→ Tu tarea
Prolonga la crónica de más abajo sobre la espera del huracán Rafael en La Habana, empezando justo después de su última oración.

→ Extracto proporcionado
------------------------------------------------

La palabra huracán, según el diccionario de la Real Academia Española, en su primera definición significa, cito textualmente: “Viento muy impetuoso y temible que, a modo de torbellino, gira en grandes círculos cuyo diámetro crece a medida que avanza apartándose de las zonas de calma tropicales, donde suele tener origen”.
No es necesario ahondar más, “impetuosos y temibles” los huracanes pasan por las Antillas hace miles de años, sembrando a su paso muerte y destrucción. Solo ha cambiado la humanidad, que año tras año enfurece más al dios del viento.
Por lo pronto enfrentaremos a Rafael, el undécimo huracán de la temporada ciclónica actual, que concluye el 30 de noviembre. Pasea furioso por las aguas del Mar Caribe, está aún a más de 300 km de La Habana, pero la gente de una forma u otra sabe lo que se les viene encima.
En esta circunstancia recorrí algunas calles y avenidas de los municipios de Marianao y Playa, desde el Hospital Militar Carlos Juan Finlay hasta el final de la avenida 70, frente al mar.
Crónica de la espera
La tarde estaba nublada, grandes nubes blancas y negras pasaban ligeras y alguna lluvia fina caí a intervalos. El presagio se aventuraba sobre los hijos de esta tierra que caminaban con prisa por las calles, cargando bolsos con comida, comprando pan, el alimento para el día cero y el día después, el instante certero de la ventolera, del golpe en la calle, del silbido ronco de los árboles y los edificios. El quebrar de vidrios y matorrales y el agua entrando por todas partes.

------------------------------------------------

[Entradas del conjunto de datos]
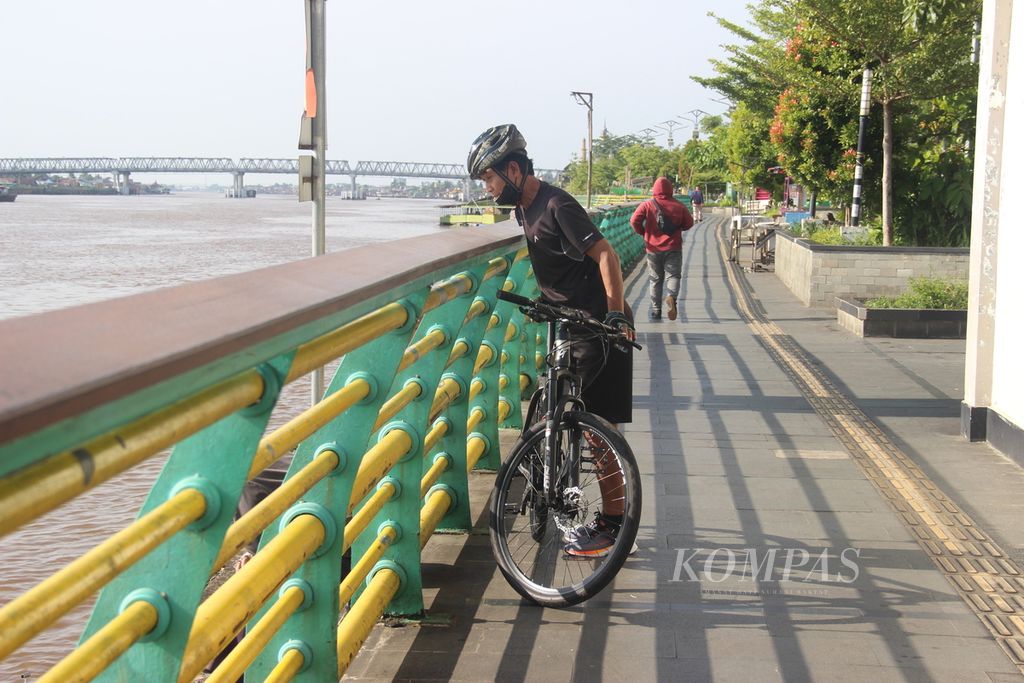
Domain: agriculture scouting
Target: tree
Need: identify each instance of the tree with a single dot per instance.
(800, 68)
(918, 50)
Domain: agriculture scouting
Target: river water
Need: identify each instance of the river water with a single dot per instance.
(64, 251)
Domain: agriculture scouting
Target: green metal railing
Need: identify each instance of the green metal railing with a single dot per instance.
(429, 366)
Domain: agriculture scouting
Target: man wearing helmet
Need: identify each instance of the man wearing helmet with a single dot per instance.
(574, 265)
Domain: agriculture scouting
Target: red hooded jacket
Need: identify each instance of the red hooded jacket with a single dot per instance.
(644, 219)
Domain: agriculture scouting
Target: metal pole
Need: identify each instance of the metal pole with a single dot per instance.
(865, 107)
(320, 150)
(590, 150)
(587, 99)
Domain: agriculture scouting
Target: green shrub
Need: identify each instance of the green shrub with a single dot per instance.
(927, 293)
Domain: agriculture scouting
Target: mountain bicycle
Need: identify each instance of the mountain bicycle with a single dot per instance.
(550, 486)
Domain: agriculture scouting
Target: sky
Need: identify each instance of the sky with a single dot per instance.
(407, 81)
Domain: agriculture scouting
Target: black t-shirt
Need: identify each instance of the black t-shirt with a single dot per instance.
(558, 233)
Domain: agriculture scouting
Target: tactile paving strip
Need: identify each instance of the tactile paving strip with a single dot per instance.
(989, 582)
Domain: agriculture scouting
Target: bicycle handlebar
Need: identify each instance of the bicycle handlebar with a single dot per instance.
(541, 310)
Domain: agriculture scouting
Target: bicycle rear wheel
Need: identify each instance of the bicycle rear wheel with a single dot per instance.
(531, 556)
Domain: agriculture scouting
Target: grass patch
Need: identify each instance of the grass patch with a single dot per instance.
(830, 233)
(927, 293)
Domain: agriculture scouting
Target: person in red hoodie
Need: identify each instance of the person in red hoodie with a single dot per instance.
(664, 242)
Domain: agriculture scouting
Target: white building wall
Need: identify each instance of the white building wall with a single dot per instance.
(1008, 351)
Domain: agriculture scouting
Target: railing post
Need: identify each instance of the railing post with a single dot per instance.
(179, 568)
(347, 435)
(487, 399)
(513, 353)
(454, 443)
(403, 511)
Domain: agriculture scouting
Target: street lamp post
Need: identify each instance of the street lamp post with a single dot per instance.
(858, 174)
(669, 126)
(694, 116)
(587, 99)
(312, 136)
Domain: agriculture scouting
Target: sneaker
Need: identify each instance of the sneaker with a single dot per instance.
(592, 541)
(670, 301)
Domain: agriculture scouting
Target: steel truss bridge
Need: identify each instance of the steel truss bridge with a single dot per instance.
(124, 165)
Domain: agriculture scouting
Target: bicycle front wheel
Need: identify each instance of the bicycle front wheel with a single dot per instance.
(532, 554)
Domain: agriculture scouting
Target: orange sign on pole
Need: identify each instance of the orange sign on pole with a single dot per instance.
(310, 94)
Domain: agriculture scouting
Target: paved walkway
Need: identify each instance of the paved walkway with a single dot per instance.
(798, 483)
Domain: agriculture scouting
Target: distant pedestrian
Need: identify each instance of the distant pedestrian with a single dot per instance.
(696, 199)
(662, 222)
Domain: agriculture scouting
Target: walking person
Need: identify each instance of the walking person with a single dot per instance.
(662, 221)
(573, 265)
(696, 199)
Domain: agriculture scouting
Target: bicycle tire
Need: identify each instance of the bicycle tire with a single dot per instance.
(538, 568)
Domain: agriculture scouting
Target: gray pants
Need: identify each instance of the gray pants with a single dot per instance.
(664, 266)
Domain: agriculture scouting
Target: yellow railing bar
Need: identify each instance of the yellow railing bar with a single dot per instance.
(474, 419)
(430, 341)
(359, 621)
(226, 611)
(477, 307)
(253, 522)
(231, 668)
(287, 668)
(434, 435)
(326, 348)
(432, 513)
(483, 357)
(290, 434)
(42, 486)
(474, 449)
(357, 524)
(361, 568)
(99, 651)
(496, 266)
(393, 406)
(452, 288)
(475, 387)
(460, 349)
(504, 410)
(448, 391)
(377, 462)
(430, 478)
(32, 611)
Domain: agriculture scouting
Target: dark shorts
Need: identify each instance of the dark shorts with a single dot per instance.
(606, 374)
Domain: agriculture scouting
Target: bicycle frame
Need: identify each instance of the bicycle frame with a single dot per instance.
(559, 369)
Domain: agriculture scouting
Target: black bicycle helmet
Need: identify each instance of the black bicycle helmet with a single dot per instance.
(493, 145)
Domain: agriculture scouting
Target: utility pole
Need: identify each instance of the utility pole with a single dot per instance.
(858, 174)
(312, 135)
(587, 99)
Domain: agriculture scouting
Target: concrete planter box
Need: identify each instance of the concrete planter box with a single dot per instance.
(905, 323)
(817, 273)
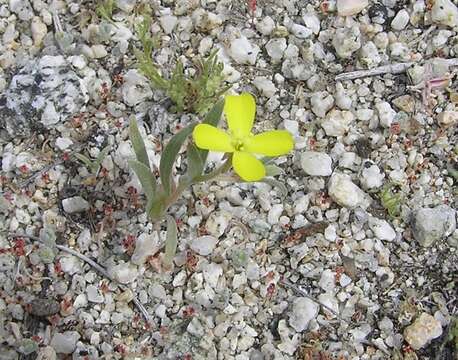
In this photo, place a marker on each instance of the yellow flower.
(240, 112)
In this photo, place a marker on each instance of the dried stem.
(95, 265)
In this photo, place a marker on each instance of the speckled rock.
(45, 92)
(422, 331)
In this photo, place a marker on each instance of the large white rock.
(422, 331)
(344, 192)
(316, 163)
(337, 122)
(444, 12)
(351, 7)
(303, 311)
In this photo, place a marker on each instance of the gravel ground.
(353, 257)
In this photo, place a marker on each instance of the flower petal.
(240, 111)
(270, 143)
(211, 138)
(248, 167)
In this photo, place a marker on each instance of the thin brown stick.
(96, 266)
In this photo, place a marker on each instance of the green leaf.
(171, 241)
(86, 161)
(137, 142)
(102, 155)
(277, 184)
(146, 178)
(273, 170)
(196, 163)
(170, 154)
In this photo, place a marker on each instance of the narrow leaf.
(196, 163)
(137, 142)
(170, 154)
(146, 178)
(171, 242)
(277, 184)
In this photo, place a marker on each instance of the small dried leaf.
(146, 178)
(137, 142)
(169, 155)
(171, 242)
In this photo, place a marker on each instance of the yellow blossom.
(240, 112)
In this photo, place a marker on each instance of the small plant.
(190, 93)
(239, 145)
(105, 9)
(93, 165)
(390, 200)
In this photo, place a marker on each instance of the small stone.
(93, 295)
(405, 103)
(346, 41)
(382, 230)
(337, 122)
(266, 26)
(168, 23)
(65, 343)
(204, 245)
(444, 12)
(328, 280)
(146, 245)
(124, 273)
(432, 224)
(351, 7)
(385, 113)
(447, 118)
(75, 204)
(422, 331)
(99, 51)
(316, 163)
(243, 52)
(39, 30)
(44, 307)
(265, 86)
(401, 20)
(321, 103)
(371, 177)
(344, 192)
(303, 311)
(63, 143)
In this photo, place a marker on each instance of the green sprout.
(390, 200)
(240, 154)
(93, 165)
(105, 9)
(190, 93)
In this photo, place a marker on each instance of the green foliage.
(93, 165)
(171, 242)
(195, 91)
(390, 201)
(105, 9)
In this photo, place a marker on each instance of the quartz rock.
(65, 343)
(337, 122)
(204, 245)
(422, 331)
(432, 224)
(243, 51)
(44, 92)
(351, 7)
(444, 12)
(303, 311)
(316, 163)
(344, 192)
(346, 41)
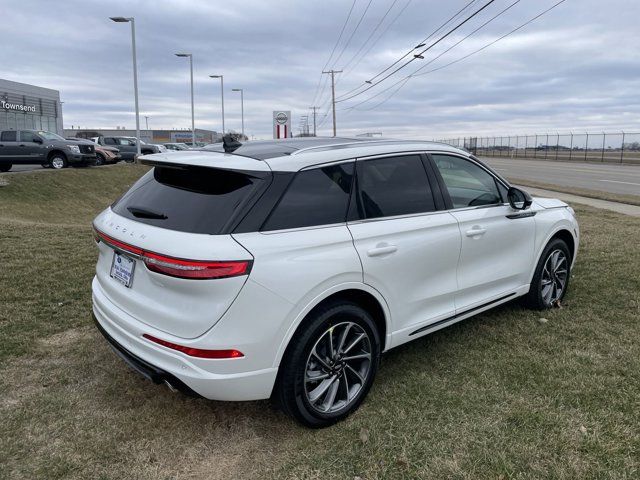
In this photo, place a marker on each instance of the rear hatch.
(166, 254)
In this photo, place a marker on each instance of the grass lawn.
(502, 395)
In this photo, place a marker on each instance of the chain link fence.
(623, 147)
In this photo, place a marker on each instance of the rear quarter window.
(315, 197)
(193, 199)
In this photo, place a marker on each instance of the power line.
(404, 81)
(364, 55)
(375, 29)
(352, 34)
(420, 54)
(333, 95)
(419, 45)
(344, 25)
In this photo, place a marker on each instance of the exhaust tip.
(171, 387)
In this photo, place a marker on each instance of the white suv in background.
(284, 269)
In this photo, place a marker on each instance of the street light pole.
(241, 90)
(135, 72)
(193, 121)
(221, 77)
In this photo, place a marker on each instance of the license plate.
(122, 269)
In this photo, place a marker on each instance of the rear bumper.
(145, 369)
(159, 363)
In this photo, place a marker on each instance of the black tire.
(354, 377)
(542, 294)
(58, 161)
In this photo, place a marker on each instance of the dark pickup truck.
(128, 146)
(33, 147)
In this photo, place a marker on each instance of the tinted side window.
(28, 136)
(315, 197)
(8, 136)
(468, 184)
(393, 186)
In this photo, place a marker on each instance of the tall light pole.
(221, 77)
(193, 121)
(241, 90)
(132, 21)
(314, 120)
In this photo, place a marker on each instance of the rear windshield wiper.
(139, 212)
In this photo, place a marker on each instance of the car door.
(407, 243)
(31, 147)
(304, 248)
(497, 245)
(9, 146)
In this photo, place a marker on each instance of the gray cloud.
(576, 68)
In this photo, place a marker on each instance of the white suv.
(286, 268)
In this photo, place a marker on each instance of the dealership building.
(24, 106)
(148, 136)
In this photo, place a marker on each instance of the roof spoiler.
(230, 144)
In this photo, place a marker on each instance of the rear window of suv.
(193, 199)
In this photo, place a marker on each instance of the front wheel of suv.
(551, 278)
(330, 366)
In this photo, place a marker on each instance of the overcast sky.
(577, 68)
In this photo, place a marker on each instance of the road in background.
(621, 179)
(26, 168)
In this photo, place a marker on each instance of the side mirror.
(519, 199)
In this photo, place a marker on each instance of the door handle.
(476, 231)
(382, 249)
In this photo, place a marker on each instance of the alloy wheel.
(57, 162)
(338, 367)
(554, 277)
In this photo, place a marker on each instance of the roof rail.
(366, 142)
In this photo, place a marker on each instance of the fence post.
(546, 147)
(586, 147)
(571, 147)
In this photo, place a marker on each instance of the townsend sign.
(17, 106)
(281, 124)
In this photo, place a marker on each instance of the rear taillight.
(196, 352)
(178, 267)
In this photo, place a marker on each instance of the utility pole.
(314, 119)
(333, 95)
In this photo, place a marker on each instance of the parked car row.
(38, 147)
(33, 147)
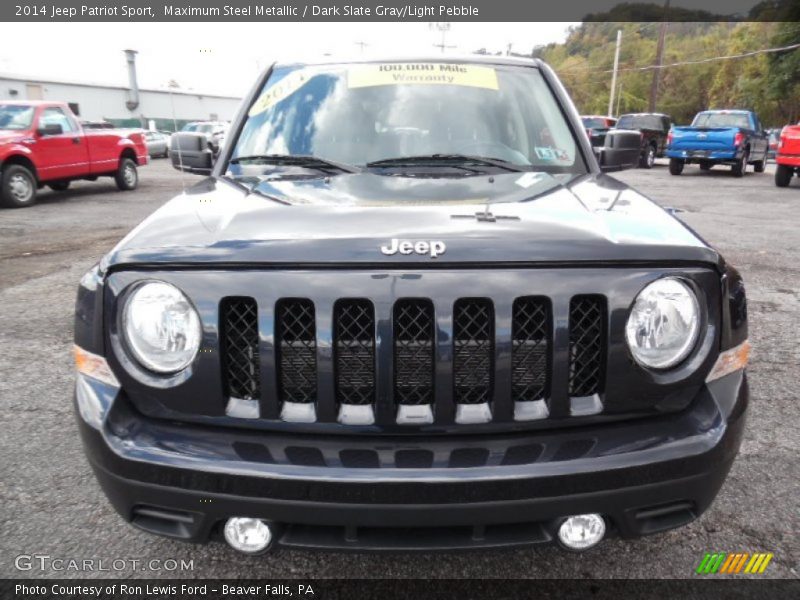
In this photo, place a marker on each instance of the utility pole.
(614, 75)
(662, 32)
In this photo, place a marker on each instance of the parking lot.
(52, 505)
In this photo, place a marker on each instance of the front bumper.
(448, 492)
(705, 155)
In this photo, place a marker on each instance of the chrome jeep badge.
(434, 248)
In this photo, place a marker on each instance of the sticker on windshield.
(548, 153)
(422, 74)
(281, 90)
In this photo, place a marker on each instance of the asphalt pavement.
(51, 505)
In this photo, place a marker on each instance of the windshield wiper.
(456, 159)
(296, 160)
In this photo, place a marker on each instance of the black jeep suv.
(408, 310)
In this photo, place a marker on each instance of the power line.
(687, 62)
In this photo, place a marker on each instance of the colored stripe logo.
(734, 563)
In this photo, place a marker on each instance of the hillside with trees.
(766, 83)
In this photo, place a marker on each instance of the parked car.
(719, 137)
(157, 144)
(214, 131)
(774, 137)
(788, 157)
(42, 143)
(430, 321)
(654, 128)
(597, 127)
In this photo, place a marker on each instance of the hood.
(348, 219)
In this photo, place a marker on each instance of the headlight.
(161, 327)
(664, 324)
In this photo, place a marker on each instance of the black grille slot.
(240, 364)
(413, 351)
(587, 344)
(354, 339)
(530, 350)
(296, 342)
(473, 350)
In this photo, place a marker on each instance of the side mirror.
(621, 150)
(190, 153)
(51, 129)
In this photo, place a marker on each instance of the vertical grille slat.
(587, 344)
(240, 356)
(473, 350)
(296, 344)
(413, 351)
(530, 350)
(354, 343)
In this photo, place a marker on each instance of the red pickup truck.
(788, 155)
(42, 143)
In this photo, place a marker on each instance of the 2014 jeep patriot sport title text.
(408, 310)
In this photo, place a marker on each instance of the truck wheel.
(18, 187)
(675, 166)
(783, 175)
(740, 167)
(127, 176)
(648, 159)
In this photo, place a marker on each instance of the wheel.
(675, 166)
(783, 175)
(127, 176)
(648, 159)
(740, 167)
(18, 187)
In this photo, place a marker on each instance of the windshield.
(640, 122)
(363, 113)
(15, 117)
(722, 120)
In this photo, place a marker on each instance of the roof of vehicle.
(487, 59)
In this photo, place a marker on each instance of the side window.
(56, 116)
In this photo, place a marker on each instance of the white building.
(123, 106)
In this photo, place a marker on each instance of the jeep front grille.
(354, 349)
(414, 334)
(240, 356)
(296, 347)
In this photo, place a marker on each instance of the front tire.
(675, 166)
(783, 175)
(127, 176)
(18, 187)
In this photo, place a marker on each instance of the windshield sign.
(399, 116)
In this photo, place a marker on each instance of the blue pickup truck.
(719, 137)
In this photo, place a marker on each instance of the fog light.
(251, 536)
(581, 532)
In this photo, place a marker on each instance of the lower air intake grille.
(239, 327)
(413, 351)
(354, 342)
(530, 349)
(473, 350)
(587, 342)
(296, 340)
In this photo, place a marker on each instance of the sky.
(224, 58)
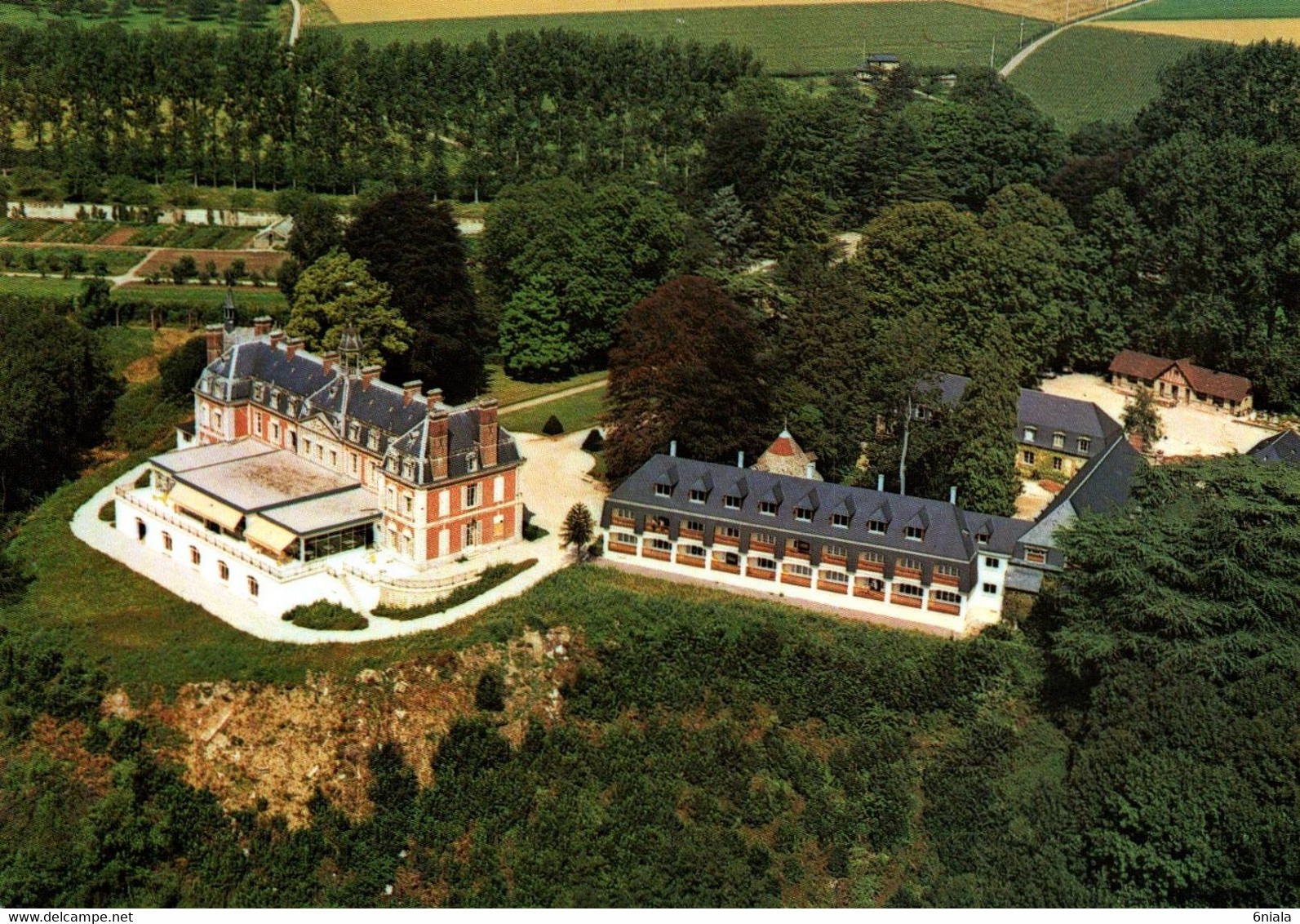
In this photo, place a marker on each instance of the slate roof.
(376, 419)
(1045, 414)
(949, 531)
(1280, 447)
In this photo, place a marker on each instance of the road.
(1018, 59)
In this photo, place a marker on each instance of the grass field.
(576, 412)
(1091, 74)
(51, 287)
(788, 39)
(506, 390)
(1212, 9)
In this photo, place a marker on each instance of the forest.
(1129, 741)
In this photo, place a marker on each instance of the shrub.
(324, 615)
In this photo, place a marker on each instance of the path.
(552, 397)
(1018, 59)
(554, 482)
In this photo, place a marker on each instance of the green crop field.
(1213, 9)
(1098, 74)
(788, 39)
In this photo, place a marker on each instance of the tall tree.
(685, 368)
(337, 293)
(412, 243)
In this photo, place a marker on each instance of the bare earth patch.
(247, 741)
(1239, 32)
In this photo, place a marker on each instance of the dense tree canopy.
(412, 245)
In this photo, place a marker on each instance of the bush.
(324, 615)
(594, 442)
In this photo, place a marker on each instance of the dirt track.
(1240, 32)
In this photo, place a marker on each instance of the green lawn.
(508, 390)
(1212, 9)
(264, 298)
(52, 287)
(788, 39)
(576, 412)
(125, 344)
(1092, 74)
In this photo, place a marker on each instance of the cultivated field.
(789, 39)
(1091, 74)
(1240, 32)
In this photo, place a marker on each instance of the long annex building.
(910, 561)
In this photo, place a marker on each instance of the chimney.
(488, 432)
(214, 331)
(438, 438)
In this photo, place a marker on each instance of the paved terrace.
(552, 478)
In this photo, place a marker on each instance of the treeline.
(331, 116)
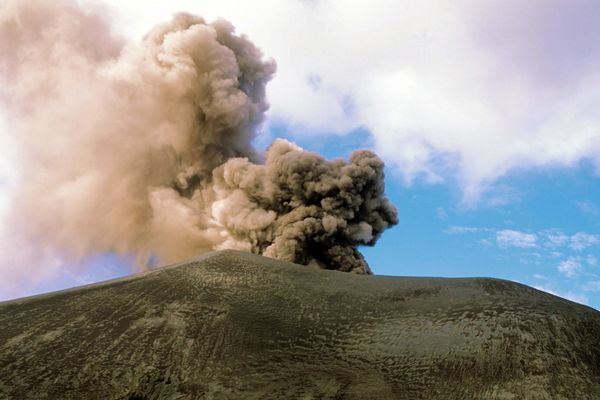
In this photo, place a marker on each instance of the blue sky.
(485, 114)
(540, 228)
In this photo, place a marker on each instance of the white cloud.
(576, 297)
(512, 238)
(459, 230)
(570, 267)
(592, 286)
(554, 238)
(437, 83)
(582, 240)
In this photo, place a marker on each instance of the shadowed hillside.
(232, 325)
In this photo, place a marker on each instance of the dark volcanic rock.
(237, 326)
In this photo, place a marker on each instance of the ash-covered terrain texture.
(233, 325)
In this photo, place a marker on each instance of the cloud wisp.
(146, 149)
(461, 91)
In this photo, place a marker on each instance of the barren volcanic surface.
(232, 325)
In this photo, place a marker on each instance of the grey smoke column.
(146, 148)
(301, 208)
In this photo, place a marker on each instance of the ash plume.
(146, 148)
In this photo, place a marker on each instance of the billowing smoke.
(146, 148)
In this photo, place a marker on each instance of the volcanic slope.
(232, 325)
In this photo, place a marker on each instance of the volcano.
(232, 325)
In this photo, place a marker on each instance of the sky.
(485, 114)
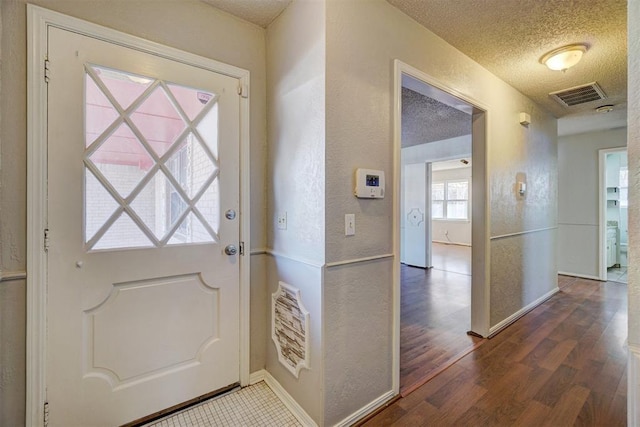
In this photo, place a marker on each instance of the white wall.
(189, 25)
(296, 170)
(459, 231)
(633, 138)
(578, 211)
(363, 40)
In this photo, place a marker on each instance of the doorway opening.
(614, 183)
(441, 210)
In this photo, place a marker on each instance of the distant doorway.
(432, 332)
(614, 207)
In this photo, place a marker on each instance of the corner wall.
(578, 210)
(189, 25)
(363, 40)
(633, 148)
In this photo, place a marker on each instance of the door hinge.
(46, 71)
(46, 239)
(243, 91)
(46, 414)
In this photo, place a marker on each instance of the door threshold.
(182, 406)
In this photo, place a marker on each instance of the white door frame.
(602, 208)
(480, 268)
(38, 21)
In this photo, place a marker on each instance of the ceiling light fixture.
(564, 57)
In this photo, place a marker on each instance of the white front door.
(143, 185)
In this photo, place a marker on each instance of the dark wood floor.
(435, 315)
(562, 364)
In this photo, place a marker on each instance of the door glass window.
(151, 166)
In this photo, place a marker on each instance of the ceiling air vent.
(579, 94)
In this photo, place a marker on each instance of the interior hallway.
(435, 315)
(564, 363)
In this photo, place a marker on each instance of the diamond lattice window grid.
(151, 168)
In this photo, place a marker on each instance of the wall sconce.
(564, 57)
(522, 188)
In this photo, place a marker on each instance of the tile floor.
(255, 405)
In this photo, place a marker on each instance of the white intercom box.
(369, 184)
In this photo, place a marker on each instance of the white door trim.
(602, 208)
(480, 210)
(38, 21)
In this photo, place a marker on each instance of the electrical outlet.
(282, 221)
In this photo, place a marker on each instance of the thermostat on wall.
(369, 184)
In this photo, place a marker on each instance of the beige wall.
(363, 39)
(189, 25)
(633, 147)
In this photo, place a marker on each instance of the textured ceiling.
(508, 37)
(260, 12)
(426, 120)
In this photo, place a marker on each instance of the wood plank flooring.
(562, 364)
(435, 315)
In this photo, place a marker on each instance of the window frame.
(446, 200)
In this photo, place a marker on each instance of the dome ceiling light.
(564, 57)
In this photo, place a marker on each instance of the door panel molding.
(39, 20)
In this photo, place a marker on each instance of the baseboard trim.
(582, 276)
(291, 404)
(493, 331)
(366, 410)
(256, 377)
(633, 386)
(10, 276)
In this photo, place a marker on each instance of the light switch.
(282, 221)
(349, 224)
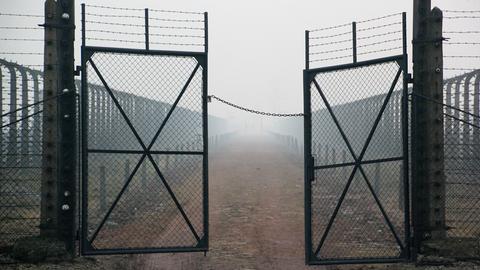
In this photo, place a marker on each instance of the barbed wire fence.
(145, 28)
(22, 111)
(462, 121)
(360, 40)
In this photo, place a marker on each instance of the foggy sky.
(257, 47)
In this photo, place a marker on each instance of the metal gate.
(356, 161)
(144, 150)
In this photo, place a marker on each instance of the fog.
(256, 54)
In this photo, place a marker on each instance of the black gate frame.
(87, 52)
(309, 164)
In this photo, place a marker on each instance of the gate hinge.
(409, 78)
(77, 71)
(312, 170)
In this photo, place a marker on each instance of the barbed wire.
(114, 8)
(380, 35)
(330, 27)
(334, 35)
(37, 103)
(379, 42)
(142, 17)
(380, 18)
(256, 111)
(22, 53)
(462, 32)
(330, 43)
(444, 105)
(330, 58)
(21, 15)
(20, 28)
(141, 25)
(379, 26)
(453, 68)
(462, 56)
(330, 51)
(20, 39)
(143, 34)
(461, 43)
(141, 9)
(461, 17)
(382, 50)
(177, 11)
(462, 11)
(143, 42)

------------------------------------------------

→ Resultado
Me incorporé a la céntrica avenida 70 y fui caminando despacio por el paseo central que atraviesa al mítico barrio de Buenavista. Noté que no estaba concurrido, como es habitual verlo a esas horas de la tarde, donde bajo las sombras largas de los árboles las personas reposan y conversan. Pregunté a algunas personas y me cuestionaron, casi sorprendidos, si no sabía que venía un ciclón. “Te va a llevar con la cámara esa”, me dijo un señor alto y de manos grandes que luego me dejó subir hasta la azotea de su casa. Desde allí pude ver un paisaje que quizás mañana no será el mismo.
Donde la avenida 70 se cruza con la 19, una larga fila de autos esperaba en la gasolinera para abastecerse de combustible, mientras algunas personas esperaban el milagro del transporte público.
Durante el trayecto encontré un jardín con hermosas rosas; el fresco de la tarde las hizo abrir, porque la vida es indetenible. Aunque estas flores mañana no existan, destrozadas por el viento, Pedro y Pastor, dos vecinos del barrio, saldrán, aún bajo la lluvia, a buscar los alimentos que hoy no pudieron conseguir.
No son amigos, pero se conocen y se llevan bien. Pedro tiene barba y usa espejuelos, no le gustan las fotos, aunque acepta que le tome una desde la distancia. Viven solos. Pastor no habla mucho. Le pregunto a Pedro si sabe que viene un huracán y me dice que no. No tiene cómo informarse. Le explico, me pide cosas que no tengo, hacemos un trato y me despido.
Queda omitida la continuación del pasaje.